# [WHAT IS NEEDED]
Please list, in order, every step of the recurring sequence that the text on the torture timelines sets out after the words "every time line is similar to yours with Rashul."

# [TEXT SECTION]
__________________________________________________

Narrative 3: What really happened

Of course, the cover narrative never satisfies everyone. For example, Philippe Sands’ dogged investigation of torture at Guantanamo led him to uncover the facts behind the institutionalization of torture there. Sands’ article for Vanity Fair exposing the false timeline was really the inspiration for my analysis of the Rashul case. Valtin’s yeoman work in ferreting out the fact that SERE techniques were the first choice for interrogations by some in this administration provided another clue. Ultimately, I came to realize that there was a pattern, even in the actual narratives.

In a comment to my previous post, Ondelette gets this almost exactly right, so I’ll quote that:

I think your timeline on Rashul is probably quite correct and very devastating. But I tried to do the ‘when did the document come and when did the illegal actions come’ thing several times now, and it turns out as information seeps out, every time line is similar to yours with Rashul.

The conduct begins.
The administration wishes to make the conduct the norm.
They solicit an opinion from OLC, who is led to believe that the conduct is only being contemplated.
The OLC writes a memorandum.
Written policies flow from the memorandum.

__________________________________________________

# [RECORD EXCERPTS]
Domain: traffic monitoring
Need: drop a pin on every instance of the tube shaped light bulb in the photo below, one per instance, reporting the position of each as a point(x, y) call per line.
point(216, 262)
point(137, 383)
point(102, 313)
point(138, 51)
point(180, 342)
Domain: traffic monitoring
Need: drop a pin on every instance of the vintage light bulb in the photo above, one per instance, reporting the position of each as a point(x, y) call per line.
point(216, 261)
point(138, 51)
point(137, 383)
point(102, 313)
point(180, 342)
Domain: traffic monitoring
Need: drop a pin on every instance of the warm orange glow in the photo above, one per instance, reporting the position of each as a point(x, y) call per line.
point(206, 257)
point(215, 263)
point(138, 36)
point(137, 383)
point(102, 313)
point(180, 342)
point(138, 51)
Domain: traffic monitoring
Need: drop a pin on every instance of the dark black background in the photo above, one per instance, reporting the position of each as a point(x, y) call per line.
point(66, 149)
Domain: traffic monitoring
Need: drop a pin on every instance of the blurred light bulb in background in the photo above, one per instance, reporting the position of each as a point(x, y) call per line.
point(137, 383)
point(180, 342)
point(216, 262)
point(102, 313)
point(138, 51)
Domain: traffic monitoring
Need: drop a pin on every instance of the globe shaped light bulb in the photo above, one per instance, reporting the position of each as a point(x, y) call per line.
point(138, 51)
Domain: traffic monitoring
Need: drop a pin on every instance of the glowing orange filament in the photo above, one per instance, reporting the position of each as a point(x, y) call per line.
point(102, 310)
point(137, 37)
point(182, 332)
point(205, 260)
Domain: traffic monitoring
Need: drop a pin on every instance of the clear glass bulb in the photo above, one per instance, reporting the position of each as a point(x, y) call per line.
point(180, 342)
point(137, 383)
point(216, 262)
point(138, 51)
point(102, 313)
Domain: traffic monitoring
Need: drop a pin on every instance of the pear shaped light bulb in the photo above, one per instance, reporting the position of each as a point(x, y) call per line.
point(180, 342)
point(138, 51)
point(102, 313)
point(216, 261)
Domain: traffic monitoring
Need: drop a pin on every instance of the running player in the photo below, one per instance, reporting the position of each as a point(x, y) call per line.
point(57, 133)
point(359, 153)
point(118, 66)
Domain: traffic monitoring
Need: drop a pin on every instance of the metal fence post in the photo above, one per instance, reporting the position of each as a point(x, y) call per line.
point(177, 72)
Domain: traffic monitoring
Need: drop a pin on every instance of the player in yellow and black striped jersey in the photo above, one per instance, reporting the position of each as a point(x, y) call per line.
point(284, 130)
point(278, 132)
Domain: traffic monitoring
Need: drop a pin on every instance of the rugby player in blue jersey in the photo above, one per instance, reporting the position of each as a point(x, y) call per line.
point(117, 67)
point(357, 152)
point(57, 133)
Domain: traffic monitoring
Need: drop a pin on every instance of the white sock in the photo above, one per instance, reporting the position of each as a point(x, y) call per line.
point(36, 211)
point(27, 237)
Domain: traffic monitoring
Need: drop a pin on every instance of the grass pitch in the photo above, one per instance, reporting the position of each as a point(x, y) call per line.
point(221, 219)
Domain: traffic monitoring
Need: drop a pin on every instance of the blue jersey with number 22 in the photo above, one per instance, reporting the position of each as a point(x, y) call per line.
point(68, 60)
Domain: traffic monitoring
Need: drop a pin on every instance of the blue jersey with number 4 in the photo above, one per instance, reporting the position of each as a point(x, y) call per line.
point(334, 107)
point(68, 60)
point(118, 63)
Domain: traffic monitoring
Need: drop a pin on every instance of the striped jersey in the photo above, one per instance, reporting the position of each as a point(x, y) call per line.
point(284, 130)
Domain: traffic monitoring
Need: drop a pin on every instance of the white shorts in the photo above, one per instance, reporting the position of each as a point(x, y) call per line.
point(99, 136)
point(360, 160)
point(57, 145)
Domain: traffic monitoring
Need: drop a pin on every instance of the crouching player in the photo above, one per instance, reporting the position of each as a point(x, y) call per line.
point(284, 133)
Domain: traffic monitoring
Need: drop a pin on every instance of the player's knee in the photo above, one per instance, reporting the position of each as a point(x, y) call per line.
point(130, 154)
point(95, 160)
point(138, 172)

__________________________________________________

# [RESULT OF THIS TASK]
1. The conduct begins.
2. The administration wishes to make the conduct the norm.
3. They solicit an opinion from OLC, who is led to believe that the conduct is only being contemplated.
4. The OLC writes a memorandum.
5. Written policies flow from the memorandum.